> TASKS TO CARRY OUT
1 – Reproduce the part of the forum thread about the former Malvern Link convent between "All the gardens" and "of Malvern exists.", inclusive.
2 – Summarize the forum thread about the former Malvern Link convent in two sentences.

> DOCUMENT EXTRACT
+++++
# Gospel Centre in Malvern Link, formerly the Convent of the Holy Name Nov 2011



## Ninja Kitten

This is a beautiful place of history., i just had to go have a look about. The place is massive and is made up of three different houses and a church on the one side of the road, and on the other side are again numerous large empty buildings. I was slightly pushed for time and had no idea how big it was so could only do the church side of the road...Luckily when i pulled up the gates where ajar and a builders van was parked in the grounds they where around the side stacking some already removed timbers..the main blue front door was open..Thankyou very kindlyInside was just brilliant, however nearly all the doors to the rooms the nuns slept in where closed tightly and drilled shut.. Above their doors where their names enscribed in gold.. after several corridors lined with pughs and lovely quaint windows it led to the church.. a windey spiral stone staircase led off that to the gallery above...apologies for not a huge amount of photos but i was rather aware of the builders around the place.


A bit of History

A FORMER convent that was once home to 250 nuns could be converted into 14 houses and apartments.
Plans for the Gospel Centre in Malvern Link, formerly the Convent of the Holy Name, were submitted to the district council this week.
They show the main Georgian-style buildings at the Grade II listed site converted into eight properties, with the Gothic-style chapel becoming two homes with a leisure facility and swimming pool below. Two new properties and 14 double garages would also be built.
A statement from the Day of Salvation Ministries, which currently run the Gospel Centre, said the existing architectural quality and detail of the buildings would be retained.
The statement said the organisation could not indefinitely sustain the monetary and physical demands of maintaining the complex without threatening its work.
"Crusade evangelism in poor countries is expensive and for the work to expand the requisite funding can only be found if the Ministry sells its building assets," said the statement.
The Community of the Holy Name established the convent in Ranelagh Road in 1879 and 250 nuns lived there in its heyday.
In the 1960s, the intake of novices declined and, by the mid 1980s, the community was struggling financially and began to sell off land for housing and then industrial development. In 1989, the convent was sold to a property developer and the few remaining nuns moved to a smaller convent in Derby, where they remain today.
The building had become dilapidated and derelict when the Day of Salvation Ministries purchased and restored it in 1994.
All the gardens where the nuns used to grow their produce has now been built on but the small wooded area was in the bottom corner of the gardens and is the nuns graveyard, quite an eery place with a huge wooden cross; not many people know this little hidden part of Malvern exists.
now if i havent bored you to death ..on with the pics...


----------



## krela

Wow, what a beauty!


----------



## skeleton key

Kitten now that is a cracking post  
I think by the sound of it the clocks ticking on this location .
Great suff.
See you saturday 

SK


----------



## night crawler

Stunning,well worth the look round and a longer vist I'd say the next chance you get. Love the church.


----------



## TeeJF

Oh my Bex, another epic!!! Well done, I do like that!


----------



## T4toria

Wow, this place looks amazing, great photos


----------



## UrbanX

What a beautiful site. Excellent history and photos. 
Do know much about the conversion? As lovely as it is i dont think i could live there!
Lovely to meet you last weekend too


----------



## cuboard

Stunning locatin and a great report!
+++++
> AVAILABLE DATA
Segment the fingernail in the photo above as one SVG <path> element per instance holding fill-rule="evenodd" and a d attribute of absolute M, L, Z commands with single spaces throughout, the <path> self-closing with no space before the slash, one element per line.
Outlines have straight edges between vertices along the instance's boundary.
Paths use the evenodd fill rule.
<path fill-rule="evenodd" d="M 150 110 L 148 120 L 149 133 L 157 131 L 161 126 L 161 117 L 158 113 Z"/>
+++++
> REPLIES
1 –
All the gardens where the nuns used to grow their produce has now been built on but the small wooded area was in the bottom corner of the gardens and is the nuns graveyard, quite an eery place with a huge wooden cross; not many people know this little hidden part of Malvern exists.

2 – The opening post describes a brief visit to the Gospel Centre in Malvern Link, formerly the Convent of the Holy Name, where builders were working and only the church side of the road could be explored. It then gives a history: the convent was founded in 1879, housed 250 nuns in its heyday, and is the subject of submitted plans for conversion into 14 houses and apartments, while other members reply with praise for the place and the post.